» EXERCISE DESCRIPTION
Extract every line in the entries that contains the string "blue", treating uppercase and lowercase letters as distinct.

** start DATA EXCERPTS **

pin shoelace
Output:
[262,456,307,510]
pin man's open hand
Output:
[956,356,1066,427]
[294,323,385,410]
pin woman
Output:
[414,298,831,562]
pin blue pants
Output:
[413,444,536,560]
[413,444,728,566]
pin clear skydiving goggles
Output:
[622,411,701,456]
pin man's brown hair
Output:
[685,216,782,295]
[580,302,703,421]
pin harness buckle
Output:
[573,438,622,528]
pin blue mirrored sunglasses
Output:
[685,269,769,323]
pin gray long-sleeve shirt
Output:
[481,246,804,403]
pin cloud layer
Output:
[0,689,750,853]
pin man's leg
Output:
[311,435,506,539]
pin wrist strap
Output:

** end DATA EXCERPTS **

» RESPONSE TO THE TASK
pin blue pants
pin blue mirrored sunglasses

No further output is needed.